> _Reading passage_
AUSTIN, TX—The latest report of monthly abortions released by the Texas Health and Human Services Commission shows that Texas’ abortion laws continue to save unborn babies’ lives from abortion while also saving pregnant women’s lives.
The July 1 report for reported abortions shows a consistent trend. For the first 20 months after the Supreme Court overruled Roe v. Wade in Dobbs v. Jackson, from July 2022 to February 2024, reported elective abortions plummeted from thousands each month to zero.
At the same time, doctors reported performing 97 medically necessary abortions, all in hospitals.
“Texas’ laws are saving unborn babies from abortion and protecting women’s lives in rare and tragic cases when pregnancy endangers their lives or health,” said Amy O’Donnell, Texas Alliance for Life’s Communications Director. “The latest reports show claims by critics and naysayers to the contrary are completely baseless.”
The monthly average of reported abortions for medical necessity, defined as abortions to protect the life or health of the woman, after Dobbs is 4.8. That number is comparable to the monthly average before Dobbs, from January 2022 to May 2022, which is 2.6.
No doctor has been prosecuted by a district attorney, sanctioned by the Texas Medical Board or sued by the Attorney General. No pregnant woman has lost her life because of the provisions of Texas’ abortion laws, even with more than 360,000 live births in Texas each year.

> _Problem to solve_
Please resume the Texas abortion report article after its last sentence, writing a few more sentences in the same style.

(Collected data)

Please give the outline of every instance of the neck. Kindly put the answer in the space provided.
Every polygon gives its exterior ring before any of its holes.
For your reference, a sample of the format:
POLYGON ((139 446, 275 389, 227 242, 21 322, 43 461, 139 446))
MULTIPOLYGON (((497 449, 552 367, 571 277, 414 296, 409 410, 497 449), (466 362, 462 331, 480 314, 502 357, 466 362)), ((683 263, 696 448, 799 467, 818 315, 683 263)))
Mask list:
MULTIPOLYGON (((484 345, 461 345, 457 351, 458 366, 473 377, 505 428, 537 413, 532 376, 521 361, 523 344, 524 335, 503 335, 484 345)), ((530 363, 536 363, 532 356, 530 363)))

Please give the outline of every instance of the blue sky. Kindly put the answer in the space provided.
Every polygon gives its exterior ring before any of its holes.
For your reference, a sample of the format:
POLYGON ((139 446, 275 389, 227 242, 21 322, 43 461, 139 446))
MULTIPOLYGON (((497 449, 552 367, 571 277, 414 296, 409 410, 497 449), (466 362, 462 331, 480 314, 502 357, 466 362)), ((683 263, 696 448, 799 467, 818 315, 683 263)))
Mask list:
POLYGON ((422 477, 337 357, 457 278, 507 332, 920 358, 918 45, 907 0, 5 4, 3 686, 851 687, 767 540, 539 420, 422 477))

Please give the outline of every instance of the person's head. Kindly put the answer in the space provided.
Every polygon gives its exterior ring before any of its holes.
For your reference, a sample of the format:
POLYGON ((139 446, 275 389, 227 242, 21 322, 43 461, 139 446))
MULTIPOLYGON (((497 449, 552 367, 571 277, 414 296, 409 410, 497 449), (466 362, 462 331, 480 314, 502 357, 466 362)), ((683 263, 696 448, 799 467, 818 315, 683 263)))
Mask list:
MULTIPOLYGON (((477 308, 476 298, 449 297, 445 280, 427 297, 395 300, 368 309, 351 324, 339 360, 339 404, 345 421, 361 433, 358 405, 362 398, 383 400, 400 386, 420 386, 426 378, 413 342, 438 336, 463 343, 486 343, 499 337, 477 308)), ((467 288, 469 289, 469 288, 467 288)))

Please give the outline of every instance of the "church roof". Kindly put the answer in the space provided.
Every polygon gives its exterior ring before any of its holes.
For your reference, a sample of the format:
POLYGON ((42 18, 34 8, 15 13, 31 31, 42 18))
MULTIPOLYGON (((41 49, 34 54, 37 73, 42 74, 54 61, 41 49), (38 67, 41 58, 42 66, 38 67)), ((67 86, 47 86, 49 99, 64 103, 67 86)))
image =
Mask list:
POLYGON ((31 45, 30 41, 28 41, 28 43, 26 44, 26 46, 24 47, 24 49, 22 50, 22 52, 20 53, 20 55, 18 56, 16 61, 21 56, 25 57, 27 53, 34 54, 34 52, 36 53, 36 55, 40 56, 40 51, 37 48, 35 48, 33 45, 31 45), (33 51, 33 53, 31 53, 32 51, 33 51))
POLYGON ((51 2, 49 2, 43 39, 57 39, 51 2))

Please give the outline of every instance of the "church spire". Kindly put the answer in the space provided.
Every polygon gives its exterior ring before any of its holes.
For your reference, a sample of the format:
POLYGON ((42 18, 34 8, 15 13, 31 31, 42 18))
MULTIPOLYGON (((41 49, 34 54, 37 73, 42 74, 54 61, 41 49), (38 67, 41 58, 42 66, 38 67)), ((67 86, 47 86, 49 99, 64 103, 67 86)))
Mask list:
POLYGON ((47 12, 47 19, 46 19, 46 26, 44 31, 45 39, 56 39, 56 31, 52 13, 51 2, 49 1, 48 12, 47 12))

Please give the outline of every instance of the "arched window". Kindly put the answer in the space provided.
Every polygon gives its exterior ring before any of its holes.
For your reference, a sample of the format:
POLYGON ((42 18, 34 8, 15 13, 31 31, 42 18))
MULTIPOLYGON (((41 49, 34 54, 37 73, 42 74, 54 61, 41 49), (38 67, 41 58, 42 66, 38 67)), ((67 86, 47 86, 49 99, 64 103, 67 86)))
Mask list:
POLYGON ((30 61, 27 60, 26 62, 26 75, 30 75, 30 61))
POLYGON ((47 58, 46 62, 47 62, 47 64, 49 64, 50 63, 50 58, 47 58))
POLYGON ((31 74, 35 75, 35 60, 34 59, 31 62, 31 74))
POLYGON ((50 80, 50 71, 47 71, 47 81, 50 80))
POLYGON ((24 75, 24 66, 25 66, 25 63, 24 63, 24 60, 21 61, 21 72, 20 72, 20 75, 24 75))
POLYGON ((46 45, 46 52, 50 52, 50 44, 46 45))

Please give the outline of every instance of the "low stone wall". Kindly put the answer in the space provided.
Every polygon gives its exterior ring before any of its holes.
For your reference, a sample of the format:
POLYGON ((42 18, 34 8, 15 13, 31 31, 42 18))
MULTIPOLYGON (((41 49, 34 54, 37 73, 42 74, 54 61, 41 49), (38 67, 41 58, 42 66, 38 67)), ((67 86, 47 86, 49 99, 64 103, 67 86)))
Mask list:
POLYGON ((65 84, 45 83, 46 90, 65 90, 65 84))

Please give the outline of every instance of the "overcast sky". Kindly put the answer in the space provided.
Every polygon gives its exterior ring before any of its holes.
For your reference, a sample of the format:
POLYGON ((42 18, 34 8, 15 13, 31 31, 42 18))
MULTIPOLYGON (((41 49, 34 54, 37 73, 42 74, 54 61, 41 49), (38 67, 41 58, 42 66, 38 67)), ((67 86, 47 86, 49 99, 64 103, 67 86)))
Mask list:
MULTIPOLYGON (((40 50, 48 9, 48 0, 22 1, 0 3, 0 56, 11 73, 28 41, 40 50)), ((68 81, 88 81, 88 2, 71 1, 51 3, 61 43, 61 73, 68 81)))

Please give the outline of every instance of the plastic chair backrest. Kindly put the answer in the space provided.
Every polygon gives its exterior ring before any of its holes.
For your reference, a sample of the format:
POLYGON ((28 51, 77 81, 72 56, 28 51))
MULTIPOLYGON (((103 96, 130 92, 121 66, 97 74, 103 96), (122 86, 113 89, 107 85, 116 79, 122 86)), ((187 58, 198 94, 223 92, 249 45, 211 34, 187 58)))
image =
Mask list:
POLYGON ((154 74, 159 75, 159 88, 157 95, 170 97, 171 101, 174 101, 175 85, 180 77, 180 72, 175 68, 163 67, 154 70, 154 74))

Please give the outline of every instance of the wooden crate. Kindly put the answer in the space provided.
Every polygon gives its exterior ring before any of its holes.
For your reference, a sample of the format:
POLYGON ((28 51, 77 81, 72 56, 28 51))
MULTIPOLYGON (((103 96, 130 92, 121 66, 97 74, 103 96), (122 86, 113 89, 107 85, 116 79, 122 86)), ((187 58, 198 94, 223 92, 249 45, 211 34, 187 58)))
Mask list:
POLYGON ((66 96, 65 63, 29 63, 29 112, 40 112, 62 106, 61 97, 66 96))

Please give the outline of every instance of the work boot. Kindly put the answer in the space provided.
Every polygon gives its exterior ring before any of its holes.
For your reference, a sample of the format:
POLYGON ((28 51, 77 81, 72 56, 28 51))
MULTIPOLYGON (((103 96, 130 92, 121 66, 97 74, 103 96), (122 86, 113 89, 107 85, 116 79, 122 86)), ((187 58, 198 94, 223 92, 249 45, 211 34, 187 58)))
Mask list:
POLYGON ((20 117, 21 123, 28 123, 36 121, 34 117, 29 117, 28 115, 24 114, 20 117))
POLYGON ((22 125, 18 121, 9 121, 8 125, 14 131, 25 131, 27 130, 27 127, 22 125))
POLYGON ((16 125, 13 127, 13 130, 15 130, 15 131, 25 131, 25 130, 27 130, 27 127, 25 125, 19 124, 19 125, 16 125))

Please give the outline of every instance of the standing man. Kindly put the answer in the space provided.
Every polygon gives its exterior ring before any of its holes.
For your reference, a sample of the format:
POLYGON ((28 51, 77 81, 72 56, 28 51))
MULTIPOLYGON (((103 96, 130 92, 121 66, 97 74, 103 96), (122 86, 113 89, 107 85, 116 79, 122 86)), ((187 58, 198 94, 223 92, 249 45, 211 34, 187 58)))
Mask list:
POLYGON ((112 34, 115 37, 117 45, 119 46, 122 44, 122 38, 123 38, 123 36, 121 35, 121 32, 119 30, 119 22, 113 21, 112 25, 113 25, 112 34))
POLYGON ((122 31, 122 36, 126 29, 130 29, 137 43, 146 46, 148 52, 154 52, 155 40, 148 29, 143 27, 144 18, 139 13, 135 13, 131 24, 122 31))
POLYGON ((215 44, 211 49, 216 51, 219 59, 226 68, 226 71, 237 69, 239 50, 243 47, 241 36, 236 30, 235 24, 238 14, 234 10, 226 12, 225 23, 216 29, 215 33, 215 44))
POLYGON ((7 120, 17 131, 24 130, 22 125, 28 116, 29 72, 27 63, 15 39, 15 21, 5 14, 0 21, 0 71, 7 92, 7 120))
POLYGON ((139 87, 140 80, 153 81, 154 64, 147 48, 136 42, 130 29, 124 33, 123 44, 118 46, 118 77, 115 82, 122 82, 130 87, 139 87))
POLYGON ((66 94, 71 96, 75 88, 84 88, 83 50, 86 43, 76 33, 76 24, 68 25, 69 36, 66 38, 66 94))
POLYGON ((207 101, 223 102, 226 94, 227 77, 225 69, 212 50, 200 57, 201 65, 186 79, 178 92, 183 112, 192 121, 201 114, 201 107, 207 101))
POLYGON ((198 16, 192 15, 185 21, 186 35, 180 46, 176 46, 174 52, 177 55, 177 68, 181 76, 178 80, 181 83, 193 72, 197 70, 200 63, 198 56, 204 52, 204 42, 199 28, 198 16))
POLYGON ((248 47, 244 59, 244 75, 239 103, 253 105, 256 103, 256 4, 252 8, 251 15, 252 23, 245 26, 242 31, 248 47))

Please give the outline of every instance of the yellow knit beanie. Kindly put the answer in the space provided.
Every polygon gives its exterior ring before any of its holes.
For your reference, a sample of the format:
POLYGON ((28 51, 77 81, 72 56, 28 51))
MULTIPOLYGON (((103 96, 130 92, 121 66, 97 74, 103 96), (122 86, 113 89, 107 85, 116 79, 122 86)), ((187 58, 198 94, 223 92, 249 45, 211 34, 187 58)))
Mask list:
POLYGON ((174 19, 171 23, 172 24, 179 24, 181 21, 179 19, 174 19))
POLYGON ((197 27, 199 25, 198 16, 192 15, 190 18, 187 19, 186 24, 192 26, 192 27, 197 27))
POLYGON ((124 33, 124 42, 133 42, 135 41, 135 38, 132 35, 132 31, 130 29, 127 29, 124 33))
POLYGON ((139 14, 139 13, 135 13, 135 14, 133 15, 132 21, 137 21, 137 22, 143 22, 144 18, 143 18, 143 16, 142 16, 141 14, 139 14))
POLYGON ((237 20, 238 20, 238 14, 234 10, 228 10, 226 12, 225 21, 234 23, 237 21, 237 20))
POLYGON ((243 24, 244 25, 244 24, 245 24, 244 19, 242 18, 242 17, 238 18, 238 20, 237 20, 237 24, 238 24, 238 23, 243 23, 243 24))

> _Reply_
The Texas Supreme Court, in Texas v. Zurawski, recently determined that the Texas Human Life Protection Act, which protects unborn babies from abortion with an exception for abortions when “a woman has a life-threatening physical condition that places her at risk of death or serious physical impairment unless an abortion is performed,” is both constitutional and clear.
Physicians may use “reasonable medical judgment” to determine whether a pregnancy requires a medically necessary abortion. The Court emphasized that the law does not require a physician to wait until a woman’s life is in imminent danger before performing a life-saving abortion.
Shortly afterward, the Texas Medical Board, which regulates physicians, issued rules explaining the law, including the provision that the medical necessity exception does not require the woman’s death to be imminent before a doctor can perform an abortion.